Phrase grounding data
============================================================
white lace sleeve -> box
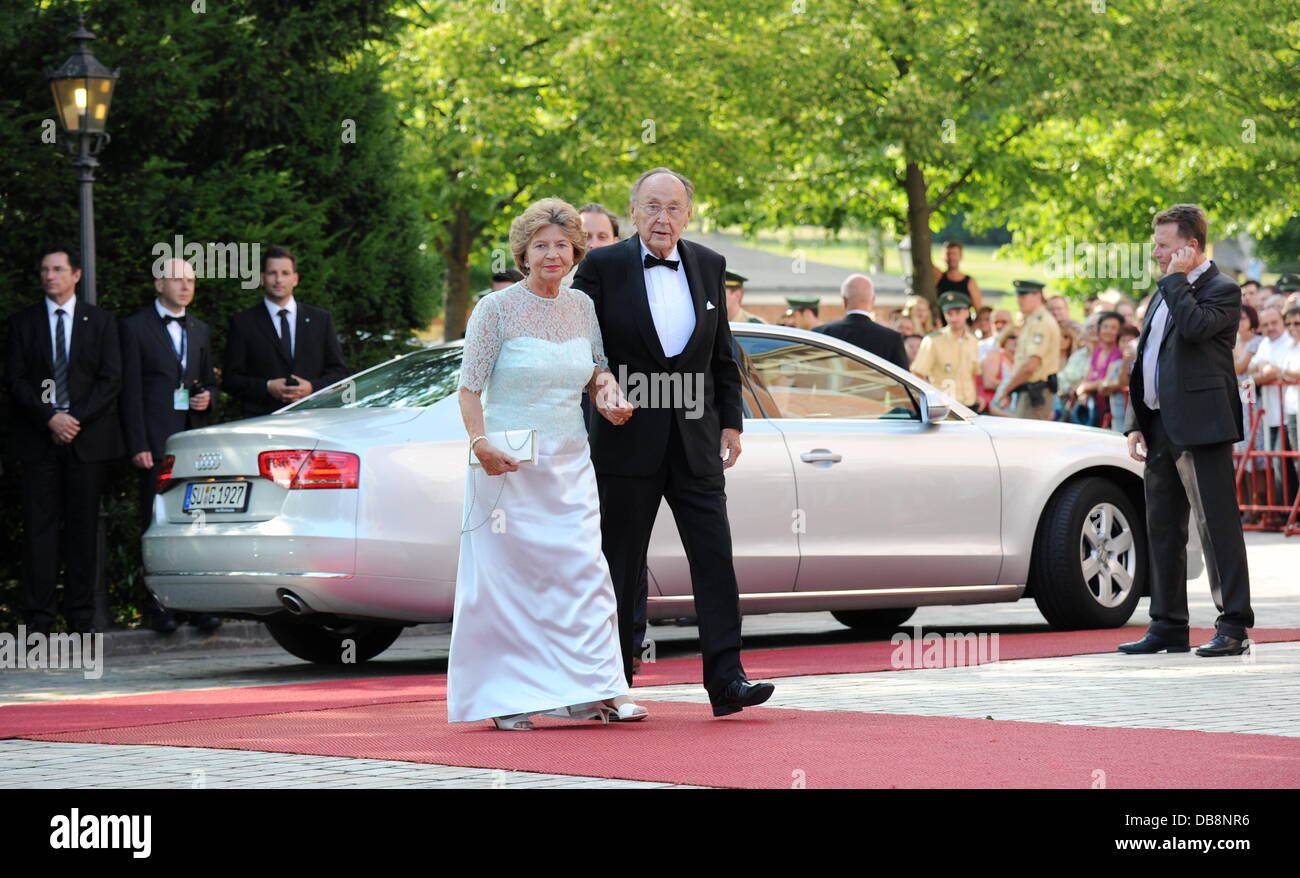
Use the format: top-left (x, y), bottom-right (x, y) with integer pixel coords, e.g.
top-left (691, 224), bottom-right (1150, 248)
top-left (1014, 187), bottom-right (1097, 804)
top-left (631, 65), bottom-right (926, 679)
top-left (458, 295), bottom-right (502, 392)
top-left (582, 292), bottom-right (609, 372)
============================================================
TASK PROMPT:
All entries should be given again exactly, except that pictures are to be excluded.

EXPECTED OUTPUT:
white lace sleeve -> box
Use the format: top-left (x, y), bottom-right (x, y) with integer pixel coords, e.g.
top-left (691, 224), bottom-right (1150, 248)
top-left (1014, 187), bottom-right (1097, 804)
top-left (631, 65), bottom-right (926, 679)
top-left (458, 295), bottom-right (502, 392)
top-left (582, 292), bottom-right (609, 372)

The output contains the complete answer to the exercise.